| Challenge 1 |
Filter the listing down to every line that contains the string "drawer", treating uppercase and lowercase as different, and copy those lines.
##### Document text #####
I'm curious; did they use a chain or jesses? Hunting birds (even those kept in wildlife sanctuaries and so on and so forth) have jesses that tie them to their perches or that their handlers hold onto when they're carrying them around. If it was an actual chain, though, that's definitely horrible. 


As for the tortoises, I can't imagine how horrible it must be to witness them walking and walking and never getting anywhere. I know it bothers me just to see them behind glass at a petstore when they keep rubbing their little faces against it trying to get where they can't possibly go.


----------



## Gulf Coast (Jun 11, 2009)

it was a chain.. kind of like you would use on a small/med size dog.. Not a leash but an actual chain.. He used something that looked like a U with a screw thru it, he would stick this around his leg hook the chain to it and there he would stay until it was time to head back inside..

Edit to say.. I'm sorry, I didnt see your question until now.


----------



## dmmj (Jun 11, 2009)

sad, very sad, I know this was a common pracitce a long time ago. I honestly cant beleive anyone would do this now adays though, I think a little friendly education is needed here. Honestly it could be ignorance.


----------



## lgdpt (Jun 12, 2009)

DuttonWebb said:


> emysemys said:
> 
> 
> > DuttonWebb said:
> ...


----------



## Crazy1 (Jun 12, 2009)

Travis, then her torch has now been passed to you, to give her the best life can offer her and make her days filled with no fear and only pleasure. Hopefully under your tender touch she will come to realize you mean her no harm and only good. 
It's a good thing you found each other.


----------



## lgdpt (Jun 13, 2009)

I think so Robyn! Thank you.


----------
##### Dataset #####
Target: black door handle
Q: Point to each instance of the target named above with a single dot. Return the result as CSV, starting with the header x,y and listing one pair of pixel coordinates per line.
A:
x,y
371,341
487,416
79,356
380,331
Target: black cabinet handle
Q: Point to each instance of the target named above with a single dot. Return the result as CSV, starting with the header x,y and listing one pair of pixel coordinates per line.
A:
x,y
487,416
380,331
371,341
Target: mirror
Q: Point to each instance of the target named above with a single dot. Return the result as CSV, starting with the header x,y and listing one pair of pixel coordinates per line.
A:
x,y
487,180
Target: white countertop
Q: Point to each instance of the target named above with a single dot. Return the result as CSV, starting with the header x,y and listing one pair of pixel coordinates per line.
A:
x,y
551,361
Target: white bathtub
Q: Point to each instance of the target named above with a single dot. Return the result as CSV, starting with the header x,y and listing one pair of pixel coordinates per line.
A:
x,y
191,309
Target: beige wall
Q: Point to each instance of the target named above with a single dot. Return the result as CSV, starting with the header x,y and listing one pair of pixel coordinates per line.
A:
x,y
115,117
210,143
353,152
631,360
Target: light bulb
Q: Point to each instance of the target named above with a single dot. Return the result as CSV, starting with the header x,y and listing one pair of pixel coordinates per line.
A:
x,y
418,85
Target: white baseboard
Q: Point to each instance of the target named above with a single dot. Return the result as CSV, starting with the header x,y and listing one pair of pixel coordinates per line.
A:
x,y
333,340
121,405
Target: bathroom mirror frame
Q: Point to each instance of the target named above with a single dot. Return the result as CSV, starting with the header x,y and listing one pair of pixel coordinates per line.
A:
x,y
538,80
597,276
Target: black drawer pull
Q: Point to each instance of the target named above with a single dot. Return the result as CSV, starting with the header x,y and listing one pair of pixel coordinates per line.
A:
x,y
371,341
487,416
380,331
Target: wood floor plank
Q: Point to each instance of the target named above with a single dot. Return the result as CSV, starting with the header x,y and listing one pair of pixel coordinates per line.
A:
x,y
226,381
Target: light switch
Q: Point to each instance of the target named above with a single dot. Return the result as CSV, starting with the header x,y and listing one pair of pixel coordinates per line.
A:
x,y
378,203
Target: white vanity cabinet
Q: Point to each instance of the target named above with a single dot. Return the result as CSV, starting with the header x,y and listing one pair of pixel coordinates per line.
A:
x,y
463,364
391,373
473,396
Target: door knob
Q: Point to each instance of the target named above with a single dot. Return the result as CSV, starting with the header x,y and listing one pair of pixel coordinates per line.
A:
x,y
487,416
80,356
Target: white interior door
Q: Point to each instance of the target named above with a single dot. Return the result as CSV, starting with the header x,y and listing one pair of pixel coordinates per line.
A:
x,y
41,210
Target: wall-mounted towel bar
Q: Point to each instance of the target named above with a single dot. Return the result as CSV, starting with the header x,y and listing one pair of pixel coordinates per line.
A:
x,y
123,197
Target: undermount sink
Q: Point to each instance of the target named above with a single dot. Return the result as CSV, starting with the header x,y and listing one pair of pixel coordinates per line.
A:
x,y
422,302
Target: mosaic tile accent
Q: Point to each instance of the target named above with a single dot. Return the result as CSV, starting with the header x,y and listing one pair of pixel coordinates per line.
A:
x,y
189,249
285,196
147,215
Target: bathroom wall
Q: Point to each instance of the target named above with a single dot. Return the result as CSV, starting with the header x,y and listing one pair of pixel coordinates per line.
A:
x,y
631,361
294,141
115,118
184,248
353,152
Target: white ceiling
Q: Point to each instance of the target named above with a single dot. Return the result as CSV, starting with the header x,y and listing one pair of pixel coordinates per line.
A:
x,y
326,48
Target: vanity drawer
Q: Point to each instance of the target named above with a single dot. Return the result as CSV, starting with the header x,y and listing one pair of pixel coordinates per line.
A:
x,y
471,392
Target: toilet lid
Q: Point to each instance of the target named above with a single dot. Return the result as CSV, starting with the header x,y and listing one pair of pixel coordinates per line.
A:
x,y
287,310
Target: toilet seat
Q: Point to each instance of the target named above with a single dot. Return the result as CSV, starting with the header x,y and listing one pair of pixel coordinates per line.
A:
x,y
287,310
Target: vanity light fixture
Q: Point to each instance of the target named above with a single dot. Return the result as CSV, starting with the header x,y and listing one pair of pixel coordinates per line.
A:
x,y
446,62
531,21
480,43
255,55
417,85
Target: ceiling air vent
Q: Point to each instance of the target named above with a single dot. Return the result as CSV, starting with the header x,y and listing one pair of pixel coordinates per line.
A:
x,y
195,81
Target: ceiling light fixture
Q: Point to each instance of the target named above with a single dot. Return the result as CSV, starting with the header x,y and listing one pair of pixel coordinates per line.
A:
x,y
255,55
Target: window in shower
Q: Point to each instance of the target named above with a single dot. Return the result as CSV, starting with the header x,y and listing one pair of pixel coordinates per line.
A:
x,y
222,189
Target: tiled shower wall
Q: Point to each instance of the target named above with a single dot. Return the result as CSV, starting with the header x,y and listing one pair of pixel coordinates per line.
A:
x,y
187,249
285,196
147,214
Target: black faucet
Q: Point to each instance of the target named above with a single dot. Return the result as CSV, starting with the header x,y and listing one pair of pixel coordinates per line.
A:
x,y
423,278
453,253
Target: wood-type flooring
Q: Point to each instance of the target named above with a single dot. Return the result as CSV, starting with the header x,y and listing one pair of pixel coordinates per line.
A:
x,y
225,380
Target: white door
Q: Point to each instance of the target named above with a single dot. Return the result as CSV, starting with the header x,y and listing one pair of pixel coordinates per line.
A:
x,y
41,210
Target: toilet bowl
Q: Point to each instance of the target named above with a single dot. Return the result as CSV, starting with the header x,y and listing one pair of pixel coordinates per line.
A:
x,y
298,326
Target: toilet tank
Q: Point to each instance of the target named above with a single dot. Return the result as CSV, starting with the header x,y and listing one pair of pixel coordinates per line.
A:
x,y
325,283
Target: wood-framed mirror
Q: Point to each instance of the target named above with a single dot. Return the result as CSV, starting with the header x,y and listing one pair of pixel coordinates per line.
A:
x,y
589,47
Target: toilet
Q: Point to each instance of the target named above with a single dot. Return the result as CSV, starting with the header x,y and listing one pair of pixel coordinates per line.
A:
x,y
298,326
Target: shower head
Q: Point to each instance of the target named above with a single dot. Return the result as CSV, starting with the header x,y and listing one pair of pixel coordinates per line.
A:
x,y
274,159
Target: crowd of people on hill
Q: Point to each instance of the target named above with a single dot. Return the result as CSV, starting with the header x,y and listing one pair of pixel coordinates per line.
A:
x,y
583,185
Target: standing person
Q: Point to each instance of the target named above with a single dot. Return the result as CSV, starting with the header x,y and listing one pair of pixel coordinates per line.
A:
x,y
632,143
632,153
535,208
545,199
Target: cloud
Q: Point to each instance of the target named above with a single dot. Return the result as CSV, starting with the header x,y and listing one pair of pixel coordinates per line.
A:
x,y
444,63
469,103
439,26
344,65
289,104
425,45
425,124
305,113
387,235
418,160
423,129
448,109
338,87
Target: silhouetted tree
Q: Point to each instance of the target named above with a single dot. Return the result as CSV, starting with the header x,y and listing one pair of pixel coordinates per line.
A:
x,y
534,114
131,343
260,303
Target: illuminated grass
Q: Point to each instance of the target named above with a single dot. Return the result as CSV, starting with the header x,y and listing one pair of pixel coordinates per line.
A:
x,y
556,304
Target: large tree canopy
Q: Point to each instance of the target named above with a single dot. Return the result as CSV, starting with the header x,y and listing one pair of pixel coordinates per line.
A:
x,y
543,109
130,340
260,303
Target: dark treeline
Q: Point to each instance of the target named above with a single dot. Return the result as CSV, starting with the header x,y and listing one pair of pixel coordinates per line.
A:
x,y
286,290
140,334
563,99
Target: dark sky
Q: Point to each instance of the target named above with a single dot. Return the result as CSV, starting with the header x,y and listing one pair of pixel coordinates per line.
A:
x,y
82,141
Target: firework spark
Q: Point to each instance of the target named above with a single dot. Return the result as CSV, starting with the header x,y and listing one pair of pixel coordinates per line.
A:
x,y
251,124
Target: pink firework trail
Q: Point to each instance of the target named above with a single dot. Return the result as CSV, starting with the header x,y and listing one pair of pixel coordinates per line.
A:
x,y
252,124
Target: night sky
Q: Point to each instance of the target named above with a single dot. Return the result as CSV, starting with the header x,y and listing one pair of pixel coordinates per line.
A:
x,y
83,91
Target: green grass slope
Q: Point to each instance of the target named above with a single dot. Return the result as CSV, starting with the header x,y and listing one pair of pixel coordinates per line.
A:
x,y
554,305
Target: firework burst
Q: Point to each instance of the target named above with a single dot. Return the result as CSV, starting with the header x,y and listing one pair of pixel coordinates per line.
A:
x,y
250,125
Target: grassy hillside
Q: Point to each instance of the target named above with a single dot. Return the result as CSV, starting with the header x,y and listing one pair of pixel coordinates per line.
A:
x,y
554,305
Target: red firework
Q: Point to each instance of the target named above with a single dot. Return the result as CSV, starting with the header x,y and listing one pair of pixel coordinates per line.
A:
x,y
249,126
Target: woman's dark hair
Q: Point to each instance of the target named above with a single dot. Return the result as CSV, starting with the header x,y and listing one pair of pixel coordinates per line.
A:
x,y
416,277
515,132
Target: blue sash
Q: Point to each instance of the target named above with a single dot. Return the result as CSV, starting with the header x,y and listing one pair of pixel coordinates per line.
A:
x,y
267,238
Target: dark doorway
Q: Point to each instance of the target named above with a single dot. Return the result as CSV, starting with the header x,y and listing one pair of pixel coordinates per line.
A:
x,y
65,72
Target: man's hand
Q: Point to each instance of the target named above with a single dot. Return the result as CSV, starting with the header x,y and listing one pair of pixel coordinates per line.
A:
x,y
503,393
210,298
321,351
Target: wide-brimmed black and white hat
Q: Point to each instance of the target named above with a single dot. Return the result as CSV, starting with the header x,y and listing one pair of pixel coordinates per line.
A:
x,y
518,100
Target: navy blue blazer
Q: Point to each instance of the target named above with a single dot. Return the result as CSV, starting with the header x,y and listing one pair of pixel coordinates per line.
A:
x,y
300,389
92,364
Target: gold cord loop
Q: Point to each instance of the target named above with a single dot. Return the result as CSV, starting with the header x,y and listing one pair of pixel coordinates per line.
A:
#####
| Challenge 2 |
List each distinct user name that appears in a post heading of the forum thread.

| Task solution 1 |
Target: black drawer pull
Target: vanity drawer

| Task solution 2 |
Gulf Coast
dmmj
lgdpt
Crazy1